Start of Excerpt to read

With its stunning beaches, the Indonesian island of Bali draws tourists from around the world. But plastics are spoiling the view, spurring locals to take action — from production to disposal.
The sun is rising over Bali’s Saba beach and dozens of people have gathered in yellow t-shits emblazoned with the words, “I am a Trash Hero.” Within an hour, they have collected a dumpster’s worth of waste. Over a megaphone, Wayan Akasar encourages and thanks the volunteers. Akasar is the chairman of Trash Hero Indonesia, a community group with 38 chapters across the country, 14 of them in Bali.
A professional tour guide, Akasar loves showing visitors from around the world Bali’s stunning rice-paddies and dramatic volcanic black sand beaches. But when they began complaining about the island’s waste problem, he felt compelled to take action.
Now he coordinates weekly cleanup events via social media, that have seen volunteers collect over 15,000 kilos of plastic trash in a year.
Earlier this year, a video of a British diver navigating a nightmarish soup of plastic bags and food wrappers off the coast of Bali went viral, sparking calls for action to tackle ocean pollution.
Indonesia is the world’s second-largest source of marine plastic waste after China. The country used an astounding 9.8 billion plastic bags in 2016 alone. Many of them end up in rivers and the ocean — marring the island’s idyllic vistas. Seeing a threat to its tourism industry, Indonesia has committed to cutting plastic waste by 70 percent by 2025.

End of Excerpt to read

◆ **What to produce**
What place names does the article on plastic waste in Bali mention? List each one once. You won't need the rows that follow to work with the article.

Start of Input data

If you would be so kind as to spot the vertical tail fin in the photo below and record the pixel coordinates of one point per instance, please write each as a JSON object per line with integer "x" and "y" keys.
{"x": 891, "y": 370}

End of Input data
Start of Input data

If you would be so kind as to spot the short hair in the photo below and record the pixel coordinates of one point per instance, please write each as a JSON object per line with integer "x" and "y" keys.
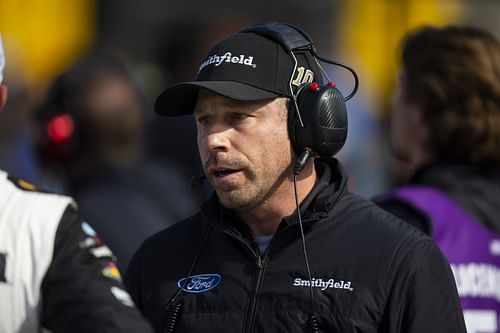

End of Input data

◆ **The answer**
Bali, Saba beach, Indonesia, China